With pictures excluded, give again exactly the lines running from the one holding "Spot the blurred foliage" through the end of the listing below.
···
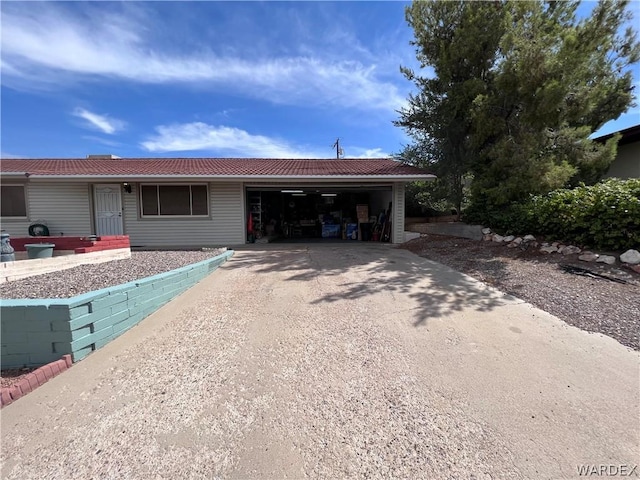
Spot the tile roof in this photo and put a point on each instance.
(212, 167)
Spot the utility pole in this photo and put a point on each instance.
(338, 149)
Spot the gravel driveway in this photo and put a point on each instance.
(590, 303)
(338, 361)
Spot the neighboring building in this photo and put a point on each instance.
(194, 202)
(627, 162)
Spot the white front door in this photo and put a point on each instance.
(108, 208)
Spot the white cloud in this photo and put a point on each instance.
(101, 122)
(103, 141)
(8, 155)
(221, 140)
(50, 47)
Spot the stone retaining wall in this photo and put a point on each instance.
(36, 332)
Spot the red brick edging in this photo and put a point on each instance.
(33, 380)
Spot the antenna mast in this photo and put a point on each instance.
(339, 150)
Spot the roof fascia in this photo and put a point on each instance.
(211, 178)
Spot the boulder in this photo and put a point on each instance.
(608, 259)
(588, 257)
(570, 250)
(630, 256)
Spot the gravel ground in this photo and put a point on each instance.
(332, 362)
(71, 282)
(594, 305)
(85, 278)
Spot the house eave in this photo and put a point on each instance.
(241, 178)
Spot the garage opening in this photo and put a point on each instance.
(318, 212)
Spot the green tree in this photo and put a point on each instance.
(459, 42)
(516, 90)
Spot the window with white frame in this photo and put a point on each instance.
(174, 200)
(13, 201)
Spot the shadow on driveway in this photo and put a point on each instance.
(430, 289)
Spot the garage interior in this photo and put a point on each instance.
(318, 212)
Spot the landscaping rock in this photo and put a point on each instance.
(630, 256)
(588, 257)
(608, 259)
(570, 250)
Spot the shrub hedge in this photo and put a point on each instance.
(605, 215)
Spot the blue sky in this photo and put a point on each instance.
(219, 79)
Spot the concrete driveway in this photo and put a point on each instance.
(335, 361)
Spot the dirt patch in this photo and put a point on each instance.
(592, 304)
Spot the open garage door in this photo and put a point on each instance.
(318, 212)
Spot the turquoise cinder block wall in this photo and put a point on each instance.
(36, 332)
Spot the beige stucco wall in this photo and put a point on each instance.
(627, 162)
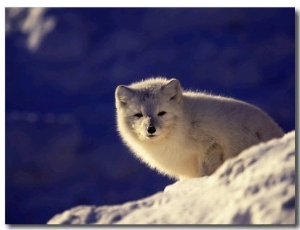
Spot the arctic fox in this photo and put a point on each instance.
(185, 134)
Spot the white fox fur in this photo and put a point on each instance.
(186, 134)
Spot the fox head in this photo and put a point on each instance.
(149, 109)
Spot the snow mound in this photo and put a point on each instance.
(256, 187)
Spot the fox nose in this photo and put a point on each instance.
(151, 129)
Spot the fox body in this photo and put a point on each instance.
(186, 134)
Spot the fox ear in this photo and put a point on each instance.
(123, 94)
(173, 90)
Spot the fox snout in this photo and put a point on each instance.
(151, 129)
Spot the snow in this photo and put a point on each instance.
(256, 187)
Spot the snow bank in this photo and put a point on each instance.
(257, 187)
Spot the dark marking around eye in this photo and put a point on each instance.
(161, 113)
(138, 115)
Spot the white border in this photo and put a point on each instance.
(112, 3)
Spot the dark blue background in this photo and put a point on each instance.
(62, 148)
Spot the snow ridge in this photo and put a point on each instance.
(256, 187)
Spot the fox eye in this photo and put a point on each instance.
(161, 113)
(138, 115)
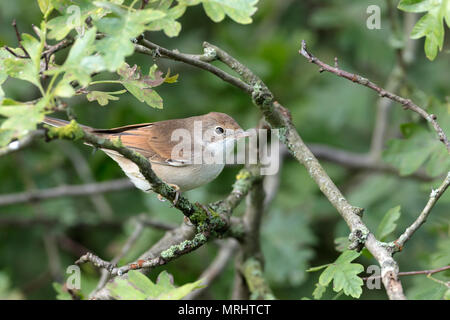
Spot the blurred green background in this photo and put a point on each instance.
(300, 226)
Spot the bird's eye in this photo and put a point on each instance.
(219, 130)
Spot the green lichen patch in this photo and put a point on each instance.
(72, 131)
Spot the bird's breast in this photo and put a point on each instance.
(188, 177)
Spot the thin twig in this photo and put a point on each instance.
(412, 273)
(406, 103)
(279, 117)
(19, 39)
(434, 197)
(214, 270)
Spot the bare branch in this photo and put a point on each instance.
(279, 117)
(214, 270)
(406, 103)
(413, 273)
(434, 197)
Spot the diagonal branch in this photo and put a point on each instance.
(434, 197)
(279, 117)
(406, 103)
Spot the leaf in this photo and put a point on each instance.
(240, 11)
(431, 25)
(319, 291)
(102, 97)
(24, 69)
(20, 118)
(73, 17)
(419, 145)
(388, 223)
(80, 64)
(139, 287)
(119, 30)
(344, 274)
(141, 86)
(168, 23)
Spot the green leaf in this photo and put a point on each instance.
(388, 223)
(20, 118)
(119, 30)
(415, 5)
(314, 269)
(74, 16)
(419, 145)
(240, 11)
(431, 25)
(80, 64)
(139, 287)
(103, 98)
(24, 69)
(168, 23)
(319, 291)
(141, 86)
(344, 274)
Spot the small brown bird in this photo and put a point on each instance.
(185, 153)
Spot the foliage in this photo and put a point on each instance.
(344, 275)
(431, 25)
(300, 226)
(139, 287)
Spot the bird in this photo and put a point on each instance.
(185, 153)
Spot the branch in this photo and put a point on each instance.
(406, 103)
(214, 270)
(192, 60)
(65, 191)
(279, 117)
(21, 143)
(434, 197)
(413, 273)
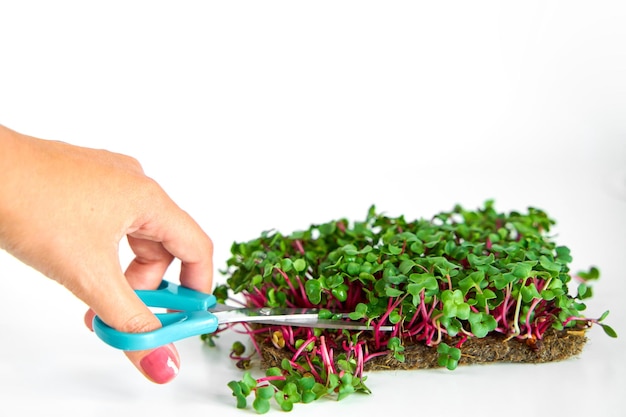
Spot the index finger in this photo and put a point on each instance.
(185, 240)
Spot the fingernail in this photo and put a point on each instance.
(161, 365)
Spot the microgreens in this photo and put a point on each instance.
(461, 275)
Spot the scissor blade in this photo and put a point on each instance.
(299, 317)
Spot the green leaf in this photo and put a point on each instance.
(482, 324)
(313, 289)
(608, 330)
(261, 405)
(548, 264)
(299, 265)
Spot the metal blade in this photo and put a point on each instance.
(282, 316)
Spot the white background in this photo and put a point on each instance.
(278, 114)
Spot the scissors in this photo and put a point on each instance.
(195, 313)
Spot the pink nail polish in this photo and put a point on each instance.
(161, 365)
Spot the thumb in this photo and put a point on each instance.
(126, 313)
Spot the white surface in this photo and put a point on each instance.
(258, 115)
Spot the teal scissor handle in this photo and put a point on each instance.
(190, 319)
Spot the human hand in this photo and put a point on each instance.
(64, 210)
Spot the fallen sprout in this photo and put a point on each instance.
(459, 276)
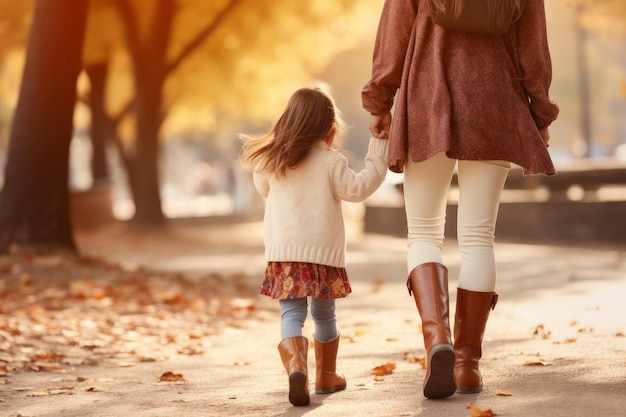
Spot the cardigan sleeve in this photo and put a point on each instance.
(392, 39)
(534, 58)
(355, 187)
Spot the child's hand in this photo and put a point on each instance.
(380, 125)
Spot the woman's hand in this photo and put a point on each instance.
(380, 125)
(545, 135)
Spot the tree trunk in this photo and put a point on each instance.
(35, 208)
(100, 121)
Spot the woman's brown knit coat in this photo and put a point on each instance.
(474, 96)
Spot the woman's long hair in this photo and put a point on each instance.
(311, 116)
(457, 6)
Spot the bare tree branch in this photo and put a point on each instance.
(201, 36)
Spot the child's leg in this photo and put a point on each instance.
(292, 314)
(327, 380)
(325, 319)
(293, 349)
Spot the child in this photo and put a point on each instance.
(304, 181)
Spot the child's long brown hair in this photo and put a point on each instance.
(310, 116)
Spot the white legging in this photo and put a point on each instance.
(426, 186)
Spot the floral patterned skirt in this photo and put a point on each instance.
(288, 280)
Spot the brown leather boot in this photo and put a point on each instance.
(429, 284)
(327, 379)
(293, 352)
(472, 312)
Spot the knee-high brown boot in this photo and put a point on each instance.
(327, 379)
(429, 284)
(293, 352)
(472, 312)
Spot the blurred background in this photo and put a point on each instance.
(225, 67)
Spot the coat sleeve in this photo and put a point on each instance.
(392, 39)
(534, 58)
(355, 187)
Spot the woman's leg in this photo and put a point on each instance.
(480, 188)
(426, 186)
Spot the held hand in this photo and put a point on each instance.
(380, 125)
(545, 135)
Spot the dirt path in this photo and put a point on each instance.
(554, 346)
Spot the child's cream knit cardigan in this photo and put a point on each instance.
(303, 218)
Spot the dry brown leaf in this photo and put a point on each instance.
(42, 393)
(385, 369)
(479, 412)
(378, 284)
(540, 330)
(171, 377)
(415, 359)
(536, 362)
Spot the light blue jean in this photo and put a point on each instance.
(294, 312)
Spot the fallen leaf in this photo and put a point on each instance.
(385, 369)
(378, 284)
(415, 359)
(540, 330)
(536, 362)
(479, 412)
(42, 393)
(172, 377)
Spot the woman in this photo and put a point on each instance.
(476, 101)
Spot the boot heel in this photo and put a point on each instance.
(298, 390)
(440, 382)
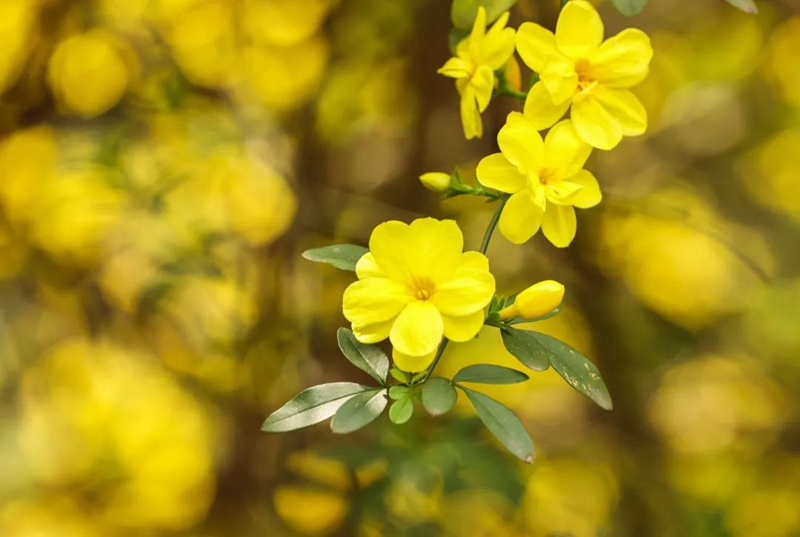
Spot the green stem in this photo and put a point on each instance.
(493, 224)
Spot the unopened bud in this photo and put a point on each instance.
(535, 301)
(436, 181)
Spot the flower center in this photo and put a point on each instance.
(423, 289)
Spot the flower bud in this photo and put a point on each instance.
(436, 181)
(535, 301)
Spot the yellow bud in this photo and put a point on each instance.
(436, 181)
(89, 73)
(535, 301)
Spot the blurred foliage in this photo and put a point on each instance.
(162, 164)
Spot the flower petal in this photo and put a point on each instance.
(483, 86)
(374, 300)
(495, 171)
(521, 217)
(623, 60)
(559, 224)
(560, 79)
(564, 151)
(460, 329)
(579, 30)
(589, 195)
(434, 248)
(470, 116)
(418, 329)
(540, 109)
(412, 364)
(521, 143)
(536, 46)
(372, 333)
(605, 116)
(469, 291)
(366, 267)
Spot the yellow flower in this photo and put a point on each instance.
(545, 178)
(576, 67)
(477, 57)
(415, 286)
(89, 73)
(535, 301)
(435, 181)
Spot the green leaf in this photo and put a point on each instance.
(438, 396)
(463, 12)
(576, 369)
(524, 346)
(341, 256)
(311, 406)
(490, 374)
(401, 410)
(359, 411)
(399, 392)
(368, 358)
(503, 424)
(748, 6)
(629, 7)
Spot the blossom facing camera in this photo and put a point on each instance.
(535, 301)
(578, 69)
(415, 286)
(435, 181)
(89, 73)
(477, 58)
(545, 178)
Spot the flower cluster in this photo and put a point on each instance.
(418, 288)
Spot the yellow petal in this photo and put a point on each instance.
(579, 30)
(498, 46)
(521, 217)
(418, 329)
(387, 244)
(372, 333)
(455, 68)
(483, 85)
(606, 115)
(495, 171)
(412, 364)
(374, 300)
(366, 267)
(464, 294)
(470, 116)
(434, 248)
(623, 60)
(559, 224)
(587, 196)
(560, 79)
(536, 46)
(460, 329)
(540, 109)
(521, 143)
(564, 151)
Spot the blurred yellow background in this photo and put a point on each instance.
(164, 162)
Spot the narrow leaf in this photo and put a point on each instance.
(748, 6)
(438, 396)
(490, 374)
(576, 369)
(311, 406)
(524, 346)
(629, 8)
(463, 12)
(401, 410)
(341, 256)
(368, 358)
(503, 424)
(359, 411)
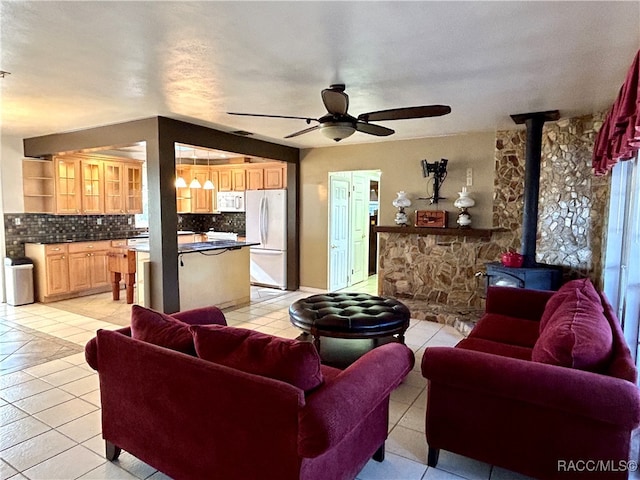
···
- Response to this task -
Spot the blurred foliage in this photo and put a point on each instance.
(162, 164)
Spot the flower petal in this photo and put a point on each instance.
(483, 86)
(374, 300)
(495, 171)
(521, 217)
(623, 60)
(559, 224)
(560, 79)
(564, 151)
(460, 329)
(579, 30)
(589, 195)
(434, 248)
(470, 116)
(418, 329)
(540, 109)
(412, 364)
(521, 143)
(536, 46)
(372, 333)
(605, 116)
(469, 291)
(366, 267)
Spot the yellow flower in this photo and put a point on each instance.
(545, 178)
(576, 67)
(477, 57)
(415, 286)
(89, 73)
(535, 301)
(435, 181)
Spot the green leaf in this photo and put a point on each instance.
(438, 396)
(463, 12)
(576, 369)
(524, 346)
(341, 256)
(311, 406)
(490, 374)
(401, 410)
(359, 411)
(399, 392)
(368, 358)
(503, 424)
(748, 6)
(629, 7)
Spot the blossom facing camera in this photo and put a point on each instance.
(535, 301)
(578, 69)
(415, 286)
(435, 181)
(89, 73)
(477, 58)
(545, 178)
Spot the flower cluster in this photo and put a point on each instance.
(418, 288)
Spot the yellow petal in this photo and put a point on each instance.
(579, 30)
(498, 46)
(521, 217)
(418, 329)
(387, 244)
(372, 333)
(455, 68)
(483, 85)
(606, 115)
(495, 171)
(412, 364)
(374, 300)
(366, 267)
(464, 294)
(470, 116)
(434, 248)
(623, 60)
(559, 224)
(587, 196)
(560, 79)
(536, 46)
(460, 329)
(540, 109)
(521, 143)
(564, 151)
Spot the blurred yellow background in this photo and put a point on each instance.
(164, 162)
Spot the narrow leaf in this photo and put a point on each instance.
(748, 6)
(438, 396)
(490, 374)
(576, 369)
(311, 406)
(524, 346)
(629, 8)
(463, 12)
(401, 410)
(341, 256)
(368, 358)
(503, 424)
(359, 411)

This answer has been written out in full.